EXERCÍCIO CURTO ▸ Reproduza sem alterações as linhas das entradas abaixo, da linha com "Kindly mark the innermost point of each instance of the dark" até o fim das entradas, incluindo as duas extremidades. Deixe as imagens fora da resposta.

ENTRADAS FORNECIDAS ▸
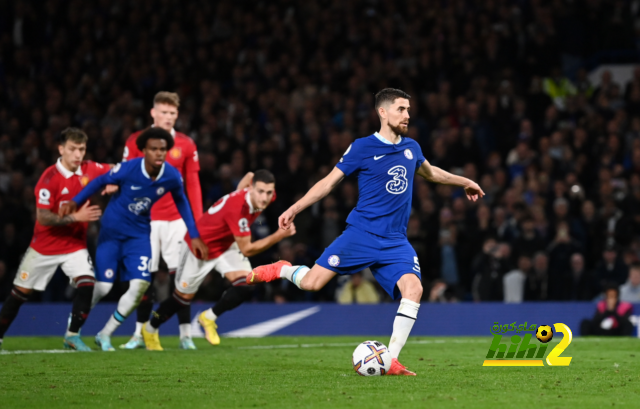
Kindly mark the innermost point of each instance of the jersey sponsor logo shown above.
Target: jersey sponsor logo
(399, 183)
(142, 205)
(175, 153)
(408, 154)
(244, 225)
(345, 154)
(43, 197)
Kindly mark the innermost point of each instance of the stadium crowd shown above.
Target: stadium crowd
(499, 94)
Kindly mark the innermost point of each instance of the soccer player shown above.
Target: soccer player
(376, 233)
(167, 227)
(60, 241)
(124, 237)
(225, 228)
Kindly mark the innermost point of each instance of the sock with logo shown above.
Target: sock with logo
(405, 318)
(127, 303)
(10, 309)
(166, 310)
(231, 298)
(144, 309)
(295, 274)
(81, 303)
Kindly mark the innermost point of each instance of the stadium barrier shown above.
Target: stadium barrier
(257, 320)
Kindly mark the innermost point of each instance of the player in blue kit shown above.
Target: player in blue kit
(376, 234)
(124, 245)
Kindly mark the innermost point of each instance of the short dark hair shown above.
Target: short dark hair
(388, 95)
(154, 133)
(263, 176)
(75, 135)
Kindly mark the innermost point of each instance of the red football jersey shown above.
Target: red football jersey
(228, 217)
(56, 186)
(184, 157)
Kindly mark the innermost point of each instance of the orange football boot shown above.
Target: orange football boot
(398, 369)
(268, 273)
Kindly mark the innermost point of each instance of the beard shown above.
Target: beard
(399, 129)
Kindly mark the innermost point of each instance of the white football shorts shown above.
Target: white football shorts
(166, 238)
(191, 272)
(36, 270)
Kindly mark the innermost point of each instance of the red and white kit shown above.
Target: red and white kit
(228, 217)
(53, 246)
(167, 227)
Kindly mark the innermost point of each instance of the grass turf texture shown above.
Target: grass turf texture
(301, 372)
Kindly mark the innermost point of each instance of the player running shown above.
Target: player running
(124, 237)
(167, 227)
(60, 241)
(225, 228)
(376, 234)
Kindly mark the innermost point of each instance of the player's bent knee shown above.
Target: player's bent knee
(185, 296)
(25, 291)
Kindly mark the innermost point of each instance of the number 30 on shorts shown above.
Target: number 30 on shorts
(416, 264)
(144, 263)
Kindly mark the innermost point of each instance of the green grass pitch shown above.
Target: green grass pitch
(307, 372)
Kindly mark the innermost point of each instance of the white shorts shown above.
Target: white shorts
(36, 270)
(166, 238)
(192, 271)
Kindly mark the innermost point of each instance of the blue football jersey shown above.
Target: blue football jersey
(128, 210)
(385, 182)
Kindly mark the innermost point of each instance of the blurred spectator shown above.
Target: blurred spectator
(582, 283)
(358, 290)
(611, 317)
(514, 281)
(537, 284)
(630, 291)
(610, 269)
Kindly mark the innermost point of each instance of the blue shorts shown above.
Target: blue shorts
(388, 259)
(127, 256)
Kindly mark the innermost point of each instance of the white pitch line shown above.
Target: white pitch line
(37, 351)
(347, 344)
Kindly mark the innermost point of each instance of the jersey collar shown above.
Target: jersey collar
(247, 198)
(66, 172)
(173, 131)
(144, 171)
(384, 140)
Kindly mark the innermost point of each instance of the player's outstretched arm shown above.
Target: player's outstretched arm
(245, 181)
(437, 175)
(250, 249)
(85, 214)
(315, 194)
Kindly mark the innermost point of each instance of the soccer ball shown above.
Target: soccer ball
(371, 358)
(544, 333)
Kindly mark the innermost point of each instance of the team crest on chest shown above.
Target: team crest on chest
(175, 153)
(408, 154)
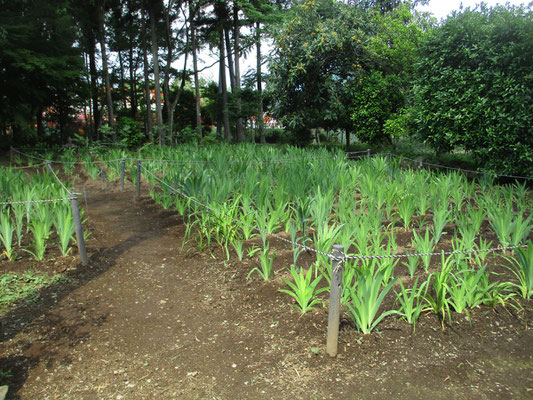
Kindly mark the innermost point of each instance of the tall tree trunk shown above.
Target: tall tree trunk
(109, 99)
(260, 113)
(149, 123)
(157, 83)
(225, 116)
(237, 88)
(133, 85)
(347, 134)
(39, 123)
(221, 70)
(230, 60)
(122, 83)
(198, 100)
(95, 114)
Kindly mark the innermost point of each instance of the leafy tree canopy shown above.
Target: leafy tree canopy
(475, 87)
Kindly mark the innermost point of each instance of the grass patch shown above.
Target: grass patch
(15, 287)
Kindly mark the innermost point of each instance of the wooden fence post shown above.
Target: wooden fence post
(79, 229)
(138, 178)
(335, 300)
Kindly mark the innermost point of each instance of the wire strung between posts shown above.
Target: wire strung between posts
(31, 156)
(283, 160)
(462, 170)
(29, 166)
(219, 213)
(64, 162)
(57, 179)
(10, 203)
(445, 253)
(331, 256)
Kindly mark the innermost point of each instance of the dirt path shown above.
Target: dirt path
(150, 320)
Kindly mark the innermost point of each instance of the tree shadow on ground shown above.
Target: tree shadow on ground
(36, 315)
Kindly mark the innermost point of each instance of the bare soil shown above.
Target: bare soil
(148, 319)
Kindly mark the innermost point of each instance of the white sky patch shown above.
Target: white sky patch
(442, 8)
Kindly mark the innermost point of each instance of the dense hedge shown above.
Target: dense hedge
(474, 87)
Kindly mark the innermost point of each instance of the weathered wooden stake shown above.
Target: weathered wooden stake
(335, 300)
(138, 178)
(122, 172)
(79, 229)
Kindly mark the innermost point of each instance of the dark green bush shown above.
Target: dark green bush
(475, 87)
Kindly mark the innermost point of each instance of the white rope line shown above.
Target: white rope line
(29, 166)
(460, 169)
(9, 203)
(446, 253)
(281, 160)
(57, 179)
(331, 256)
(177, 191)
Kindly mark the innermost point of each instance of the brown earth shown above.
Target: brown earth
(148, 319)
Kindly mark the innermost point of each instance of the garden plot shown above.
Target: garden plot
(458, 235)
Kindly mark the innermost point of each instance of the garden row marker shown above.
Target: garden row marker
(79, 230)
(122, 171)
(335, 300)
(138, 178)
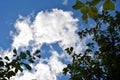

SOLUÇÃO DO PROBLEMA ▸
Kindly mark the innermost point of each instance of the dark green bush shown above.
Target: dark green bush
(475, 87)
Kindly mark the innermost point of each instance of the white rope line shown above.
Target: white rope line
(29, 166)
(460, 169)
(9, 203)
(446, 253)
(281, 160)
(57, 179)
(331, 256)
(177, 191)
Kindly mark the innermost point of each instance of the brown earth shown above.
Target: brown earth
(148, 319)
Kindly mark the innermost point of each instance of the garden plot shown above.
Target: garden plot
(458, 235)
Kindly mark the innermost point of each instance of the garden row marker shown above.
Target: garden row marker
(79, 230)
(122, 171)
(335, 300)
(138, 178)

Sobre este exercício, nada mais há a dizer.